-- BEGIN SUPPLIED MATERIAL --

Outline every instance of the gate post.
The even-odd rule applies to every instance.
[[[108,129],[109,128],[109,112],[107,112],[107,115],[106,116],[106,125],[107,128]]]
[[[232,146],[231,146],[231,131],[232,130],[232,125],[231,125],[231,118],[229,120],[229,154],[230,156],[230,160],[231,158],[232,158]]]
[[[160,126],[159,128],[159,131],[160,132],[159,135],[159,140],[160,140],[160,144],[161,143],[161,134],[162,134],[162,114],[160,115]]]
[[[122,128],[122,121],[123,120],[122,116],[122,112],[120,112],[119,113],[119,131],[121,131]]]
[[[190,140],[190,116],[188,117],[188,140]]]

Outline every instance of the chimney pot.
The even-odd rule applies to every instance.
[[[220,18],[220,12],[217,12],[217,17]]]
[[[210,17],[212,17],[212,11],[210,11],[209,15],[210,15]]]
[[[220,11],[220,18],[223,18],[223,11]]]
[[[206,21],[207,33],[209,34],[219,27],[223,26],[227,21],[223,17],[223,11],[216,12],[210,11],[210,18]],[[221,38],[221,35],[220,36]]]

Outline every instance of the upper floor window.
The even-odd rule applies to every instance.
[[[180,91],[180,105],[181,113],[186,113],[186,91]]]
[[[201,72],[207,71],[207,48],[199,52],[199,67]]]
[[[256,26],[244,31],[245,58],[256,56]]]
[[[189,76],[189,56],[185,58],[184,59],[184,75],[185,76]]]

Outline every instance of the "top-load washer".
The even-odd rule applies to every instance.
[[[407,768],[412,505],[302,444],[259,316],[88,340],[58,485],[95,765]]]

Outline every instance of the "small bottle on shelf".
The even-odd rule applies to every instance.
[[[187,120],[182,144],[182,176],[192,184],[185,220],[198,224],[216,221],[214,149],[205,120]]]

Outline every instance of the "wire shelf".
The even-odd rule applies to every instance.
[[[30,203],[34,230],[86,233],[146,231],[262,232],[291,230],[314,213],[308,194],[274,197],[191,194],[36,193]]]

-- END SUPPLIED MATERIAL --

» TASK TO CARRY OUT
Write out all of the records above again, including their requests. Multiply every coordinate in the answers by 2.25 and round each result to a whole number, with halves rounded up.

» REPLY
Outline every instance of the gate post.
The even-odd rule applies to every instance.
[[[243,290],[245,288],[245,252],[241,252],[241,259],[239,261],[239,281],[241,288]]]
[[[522,329],[520,329],[520,295],[522,293],[522,281],[520,281],[520,266],[515,270],[515,347],[518,351],[518,360],[520,356],[522,356]]]
[[[360,284],[358,288],[358,295],[360,297],[358,304],[358,315],[360,315],[360,324],[362,322],[362,302],[365,302],[365,257],[360,259]]]
[[[275,288],[275,272],[277,270],[275,261],[275,252],[270,252],[268,254],[268,295],[272,295]]]
[[[428,315],[428,261],[423,263],[423,315]]]

Outline every instance of the chimney pot.
The even-odd rule applies to every instance.
[[[495,41],[495,27],[488,27],[488,38]]]
[[[473,38],[477,38],[477,25],[473,25],[470,34],[473,34]]]
[[[495,25],[495,41],[502,41],[502,25]]]
[[[464,47],[466,74],[470,77],[493,61],[502,59],[511,47],[502,38],[502,25],[486,27],[473,25],[473,41]],[[497,86],[497,79],[495,81]]]

Outline every instance of the upper floor window.
The even-odd rule applies to every instance.
[[[405,205],[405,236],[407,254],[419,254],[419,205]]]
[[[452,162],[466,160],[466,108],[448,117],[448,151]]]
[[[576,59],[549,70],[551,131],[576,126]]]
[[[425,171],[425,126],[416,131],[414,133],[414,169],[416,171]]]

Outline every instance of the "top-load washer".
The even-odd rule applies to every instance.
[[[916,1728],[927,1136],[680,999],[583,711],[198,765],[131,1091],[214,1721]]]

Outline every instance of the "small bottle on shelf".
The even-odd rule applies to every instance.
[[[421,270],[410,324],[410,396],[432,414],[416,495],[446,504],[486,497],[482,335],[461,270]]]

Outline every instance of the "wire shelf".
The even-odd rule applies to every instance.
[[[68,457],[77,518],[194,524],[329,520],[590,522],[655,518],[707,479],[693,437],[617,443],[430,437],[81,434]]]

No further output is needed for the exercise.